• [Given problem] Reproduce each line of the listing exactly.

• [Stored records]
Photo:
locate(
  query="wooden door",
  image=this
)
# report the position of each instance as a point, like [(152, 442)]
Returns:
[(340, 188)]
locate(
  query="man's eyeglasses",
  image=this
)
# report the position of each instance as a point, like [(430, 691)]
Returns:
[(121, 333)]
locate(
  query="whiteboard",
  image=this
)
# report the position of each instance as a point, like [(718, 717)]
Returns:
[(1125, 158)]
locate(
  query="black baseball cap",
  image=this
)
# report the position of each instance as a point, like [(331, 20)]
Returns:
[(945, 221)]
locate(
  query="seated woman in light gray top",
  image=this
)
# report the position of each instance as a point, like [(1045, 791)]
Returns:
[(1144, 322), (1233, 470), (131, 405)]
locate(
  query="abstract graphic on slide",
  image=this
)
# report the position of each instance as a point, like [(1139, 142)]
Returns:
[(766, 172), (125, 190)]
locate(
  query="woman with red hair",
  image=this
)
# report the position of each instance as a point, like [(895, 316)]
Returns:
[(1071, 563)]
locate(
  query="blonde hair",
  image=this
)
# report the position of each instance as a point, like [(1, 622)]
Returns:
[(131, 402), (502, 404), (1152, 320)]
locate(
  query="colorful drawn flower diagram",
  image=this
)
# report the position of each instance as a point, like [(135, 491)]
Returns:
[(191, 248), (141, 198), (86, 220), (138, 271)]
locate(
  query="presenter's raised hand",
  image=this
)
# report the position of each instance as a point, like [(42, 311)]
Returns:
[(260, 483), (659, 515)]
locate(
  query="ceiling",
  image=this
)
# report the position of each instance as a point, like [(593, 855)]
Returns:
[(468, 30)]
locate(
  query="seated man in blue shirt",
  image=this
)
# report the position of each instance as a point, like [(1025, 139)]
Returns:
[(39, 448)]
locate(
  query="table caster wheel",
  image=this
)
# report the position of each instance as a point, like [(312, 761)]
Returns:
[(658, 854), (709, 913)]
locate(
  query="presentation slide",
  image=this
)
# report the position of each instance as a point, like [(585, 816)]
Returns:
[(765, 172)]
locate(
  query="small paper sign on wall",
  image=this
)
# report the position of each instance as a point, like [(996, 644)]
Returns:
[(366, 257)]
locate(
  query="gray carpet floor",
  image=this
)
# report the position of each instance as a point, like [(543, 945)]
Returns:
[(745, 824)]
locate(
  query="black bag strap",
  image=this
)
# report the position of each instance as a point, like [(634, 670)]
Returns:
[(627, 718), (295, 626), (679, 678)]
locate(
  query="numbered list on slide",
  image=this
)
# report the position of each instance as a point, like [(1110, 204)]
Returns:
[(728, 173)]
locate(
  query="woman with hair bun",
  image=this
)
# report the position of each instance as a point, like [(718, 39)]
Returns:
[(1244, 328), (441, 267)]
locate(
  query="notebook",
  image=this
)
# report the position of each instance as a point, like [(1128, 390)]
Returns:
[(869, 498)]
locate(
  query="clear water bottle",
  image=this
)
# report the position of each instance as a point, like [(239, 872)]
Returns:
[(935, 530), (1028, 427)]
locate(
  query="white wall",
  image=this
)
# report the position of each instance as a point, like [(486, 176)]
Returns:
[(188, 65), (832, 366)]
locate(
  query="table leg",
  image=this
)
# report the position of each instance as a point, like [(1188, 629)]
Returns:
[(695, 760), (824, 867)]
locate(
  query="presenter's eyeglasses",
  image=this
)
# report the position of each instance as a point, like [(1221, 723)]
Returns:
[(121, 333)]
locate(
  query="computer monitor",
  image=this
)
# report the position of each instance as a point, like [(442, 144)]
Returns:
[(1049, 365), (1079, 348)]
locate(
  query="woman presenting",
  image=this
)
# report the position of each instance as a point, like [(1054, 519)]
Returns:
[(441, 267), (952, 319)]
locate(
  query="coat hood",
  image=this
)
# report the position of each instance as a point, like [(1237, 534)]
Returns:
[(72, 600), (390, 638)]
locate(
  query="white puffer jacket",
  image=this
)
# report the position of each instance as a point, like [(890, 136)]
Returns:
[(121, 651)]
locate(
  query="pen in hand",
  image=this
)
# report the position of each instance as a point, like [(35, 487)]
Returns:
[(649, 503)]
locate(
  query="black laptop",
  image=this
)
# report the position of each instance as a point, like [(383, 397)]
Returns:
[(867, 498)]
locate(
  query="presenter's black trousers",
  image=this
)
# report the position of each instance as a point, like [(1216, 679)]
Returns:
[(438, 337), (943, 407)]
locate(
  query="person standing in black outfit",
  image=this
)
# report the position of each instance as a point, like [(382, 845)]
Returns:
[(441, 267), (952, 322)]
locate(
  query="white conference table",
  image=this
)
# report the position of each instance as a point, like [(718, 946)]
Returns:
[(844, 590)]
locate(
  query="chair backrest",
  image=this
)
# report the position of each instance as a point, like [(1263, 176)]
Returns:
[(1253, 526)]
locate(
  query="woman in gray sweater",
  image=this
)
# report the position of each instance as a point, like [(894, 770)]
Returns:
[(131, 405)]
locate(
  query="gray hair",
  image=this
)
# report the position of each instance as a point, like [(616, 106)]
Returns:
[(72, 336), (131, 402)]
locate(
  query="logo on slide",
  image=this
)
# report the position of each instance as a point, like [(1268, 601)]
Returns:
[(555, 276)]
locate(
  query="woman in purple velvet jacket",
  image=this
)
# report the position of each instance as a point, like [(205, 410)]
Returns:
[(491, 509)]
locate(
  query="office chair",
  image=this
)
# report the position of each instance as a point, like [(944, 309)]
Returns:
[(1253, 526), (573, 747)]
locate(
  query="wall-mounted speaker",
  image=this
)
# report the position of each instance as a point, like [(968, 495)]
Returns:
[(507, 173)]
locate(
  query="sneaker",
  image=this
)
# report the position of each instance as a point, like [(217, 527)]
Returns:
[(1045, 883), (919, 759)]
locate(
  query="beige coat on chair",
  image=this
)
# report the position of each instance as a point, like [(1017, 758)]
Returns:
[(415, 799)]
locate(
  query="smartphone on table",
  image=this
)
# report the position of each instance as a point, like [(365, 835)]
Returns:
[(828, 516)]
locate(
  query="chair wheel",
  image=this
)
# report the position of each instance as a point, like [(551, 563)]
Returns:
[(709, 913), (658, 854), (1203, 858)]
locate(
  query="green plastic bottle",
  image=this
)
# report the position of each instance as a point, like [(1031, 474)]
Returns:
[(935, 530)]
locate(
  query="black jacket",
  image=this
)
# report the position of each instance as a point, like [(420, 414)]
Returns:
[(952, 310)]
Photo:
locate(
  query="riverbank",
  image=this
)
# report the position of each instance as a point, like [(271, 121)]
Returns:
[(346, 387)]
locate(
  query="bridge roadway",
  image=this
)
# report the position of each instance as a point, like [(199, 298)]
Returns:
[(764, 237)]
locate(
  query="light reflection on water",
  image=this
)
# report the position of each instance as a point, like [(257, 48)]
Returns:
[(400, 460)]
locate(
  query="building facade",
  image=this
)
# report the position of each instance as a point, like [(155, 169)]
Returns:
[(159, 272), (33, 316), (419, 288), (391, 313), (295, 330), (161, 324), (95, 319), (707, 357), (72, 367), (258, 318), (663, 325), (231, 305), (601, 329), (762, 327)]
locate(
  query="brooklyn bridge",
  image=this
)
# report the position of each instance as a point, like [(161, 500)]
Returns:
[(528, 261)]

• [Answer]
Photo:
locate(
  query="wooden door",
  image=this
)
# report the position of each instance as a point, like [(152, 442)]
Returns:
[(340, 188)]
locate(
  query="man's eyeglasses",
  image=this
)
# report the position of each instance as a point, like [(430, 691)]
Returns:
[(121, 333)]
locate(
  query="whiteboard",
  image=this
)
# report the position of each instance as a point, like [(718, 717)]
Returns:
[(1125, 158)]
locate(
  query="black baseball cap",
  image=this
)
# report the position of each instance as a point, like [(331, 20)]
Returns:
[(945, 221)]
locate(
  query="seated woman in light gray top",
  image=this
)
# report the position of each instance as a point, like [(1045, 791)]
Returns:
[(1144, 322), (1233, 470), (131, 405)]
locate(
  query="abstract graphic on slide",
  image=this
)
# report the position of each instance as a point, like [(1139, 142)]
Returns:
[(766, 172), (125, 190)]
locate(
  query="woman with red hair",
  image=this
)
# report the position of each instance as a point, like [(895, 316)]
Returns:
[(1071, 563)]
locate(
  query="blonde hair",
  image=this
)
# report the position of each instance as a point, like [(1, 622)]
Returns:
[(131, 402), (502, 404), (1152, 320)]
locate(
  query="colorful drawn flower diagram",
  image=this
)
# report the position of each instance as a point, like [(135, 491)]
Returns:
[(191, 248), (141, 198), (86, 220), (138, 271)]
locate(
  query="presenter's raised hand",
  image=this
)
# report the position of each instance as a point, like [(42, 311)]
Returns:
[(260, 483), (659, 515)]
locate(
  query="ceiling",
  image=this
)
# report the position of each instance as a point, like [(593, 855)]
Returns:
[(468, 30)]
locate(
  query="seated man in blue shirt",
  image=this
)
# report the position of each instance as a point, like [(1025, 139)]
Returns:
[(39, 448)]
locate(
  query="table caster wheel",
  image=this
)
# report the position of each instance as a point, like [(312, 761)]
Returns:
[(658, 854), (709, 913)]
locate(
  query="presentation slide",
  image=this
)
# report the position of each instance as a point, like [(585, 816)]
Returns:
[(765, 172)]
locate(
  query="small paper sign on wall",
  image=this
)
# report the position of each instance as a point, like [(996, 644)]
Returns:
[(366, 257)]
locate(
  query="gray carpet floor",
  image=this
)
# report the position of each instance as a point, like [(543, 945)]
Returns:
[(745, 824)]
locate(
  query="black bag strap",
  image=this
)
# report the position of each instance as a point, like [(634, 670)]
Returns:
[(627, 718), (295, 626), (679, 678)]
locate(
  query="numbered list on slide",
  image=this
)
# report the position of each instance as a point, like [(1110, 204)]
Returns:
[(728, 173)]
locate(
  query="woman with hair bun",
  image=this
)
# report the position of each instance as a point, like [(718, 39)]
Returns:
[(1244, 328), (441, 267)]
locate(
  query="notebook",
  image=this
)
# report the position of each instance as a point, like [(1128, 390)]
Returns:
[(869, 498)]
locate(
  query="clear water bottle",
  image=this
)
# report the position of each instance as a point, like [(239, 872)]
Returns:
[(935, 530), (1028, 427)]
locate(
  query="white wall",
  image=this
)
# report the position of each instance as a point, like [(486, 176)]
Returns:
[(188, 65), (832, 366)]
locate(
  query="table leg",
  image=this
)
# report the position of each instance as a point, like [(1188, 629)]
Returns:
[(695, 760), (824, 867)]
locate(
  query="presenter's eyeglasses",
  image=this
)
# report the position of each instance as a point, like [(1221, 723)]
Returns:
[(121, 333)]
locate(
  query="computer monitor",
  image=this
)
# report the position of each instance as a point, like [(442, 144)]
Returns:
[(1049, 365), (1079, 348)]
locate(
  query="woman presenting",
  image=this
)
# report the position of each instance as a point, like [(1054, 519)]
Returns:
[(441, 267), (952, 319)]
locate(
  query="coat hood",
  image=this
)
# report the position of each instance as a point, like [(1237, 534)]
Returns:
[(72, 600), (390, 638)]
locate(
  query="white puffer jacket",
  image=this
)
# report the position of each instance as a point, like [(890, 136)]
Returns:
[(121, 651)]
locate(
  query="pen in hand",
  image=this
)
# report the position of each instance as a point, like [(35, 487)]
Returns:
[(649, 503)]
locate(
  query="black laptop",
  image=this
)
# report the position of each instance as a point, like [(383, 397)]
Returns:
[(867, 498)]
locate(
  query="presenter's black trousers",
  image=this
)
# report the position of each instance as a point, like [(1216, 679)]
Returns:
[(438, 337), (943, 407)]
locate(
  query="person standing in black outfit",
  image=this
)
# report the position of each instance as a point, like [(382, 845)]
Returns:
[(441, 267), (952, 322)]
locate(
  query="white conference table",
  image=this
)
# report the position of each instance as a point, like [(718, 946)]
Returns:
[(844, 590)]
locate(
  query="chair backrest",
  image=this
)
# report the position of each instance as a point, like [(1263, 176)]
Returns:
[(1253, 526)]
locate(
  query="woman in gray sweater",
  image=this
)
# report the position of each instance as a point, like [(894, 770)]
Returns:
[(131, 405)]
locate(
  query="gray hair",
  image=this
)
# report the position of each instance as a point, like [(616, 106)]
Returns:
[(72, 336), (131, 402)]
locate(
  query="logo on slide",
  image=this
)
# report the position of each instance as a point, like [(1268, 601)]
Returns:
[(555, 276)]
locate(
  query="woman in purple velvet jacket",
  image=this
)
# report the position of each instance as a point, like [(205, 410)]
Returns:
[(491, 509)]
locate(
  query="office chair",
  image=this
)
# report the position of each instance as a point, like [(944, 309)]
Returns:
[(1253, 526), (573, 747)]
locate(
  query="wall-mounted speaker",
  image=this
)
# report the position of each instance as a point, like [(968, 495)]
Returns:
[(507, 173)]
locate(
  query="sneaker",
  image=this
)
# report the position of each instance as a point, like [(217, 527)]
Returns:
[(1045, 883), (919, 759)]
locate(
  query="beige coat on chair",
  image=this
)
# report the position of each instance as a point, like [(1017, 758)]
Returns:
[(415, 799)]
locate(
  query="smartphone on table",
  image=this
)
# report the position of each instance as a point, like [(365, 835)]
Returns:
[(828, 516)]
locate(
  query="chair wheel",
  image=this
)
# report the position of each instance as a point, like [(551, 563)]
Returns:
[(709, 913), (658, 854), (1203, 858)]
locate(
  query="green plastic bottle",
  image=this
)
# report the position of each instance as a point, like [(1031, 474)]
Returns:
[(935, 530)]
locate(
  query="black jacket",
  image=this
)
# report the position of each instance as a point, like [(420, 414)]
Returns:
[(952, 310)]
Photo:
locate(
  query="riverbank",
  image=this
)
# report the position of each instance as a point, like [(271, 121)]
Returns:
[(346, 387)]
locate(
  query="bridge roadway",
  image=this
)
# report the position of each instance as a point, like [(199, 298)]
Returns:
[(764, 237)]
locate(
  query="light reflection on water",
  image=this
)
# report the position of each instance as a point, like [(257, 48)]
Returns:
[(400, 460)]
locate(
  query="building facade",
  image=this
)
# report the position of each instance as a point, like [(155, 169)]
Returns:
[(159, 272), (33, 316), (419, 288), (391, 313), (295, 330), (161, 324), (95, 319), (707, 357), (72, 367), (258, 318), (663, 325), (231, 305), (601, 329), (762, 327)]
locate(
  query="brooklyn bridge",
  image=this
)
# report the position of each instance as a point, like [(161, 500)]
Returns:
[(528, 261)]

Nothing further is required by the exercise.